Substitute "cavern opening" for "cave entrance" in the lines below, leaving every other part of them unchanged.

· · ·

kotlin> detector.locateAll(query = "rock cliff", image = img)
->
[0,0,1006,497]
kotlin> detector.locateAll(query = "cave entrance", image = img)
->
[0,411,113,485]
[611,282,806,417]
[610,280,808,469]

· · ·

_ANSWER TO THIS EXERCISE_.
kotlin> detector.locateAll(query = "rock cliff", image = img)
->
[0,0,1006,497]
kotlin> detector.locateAll(query = "cavern opening", image = img)
->
[0,411,113,485]
[611,282,806,417]
[610,280,808,469]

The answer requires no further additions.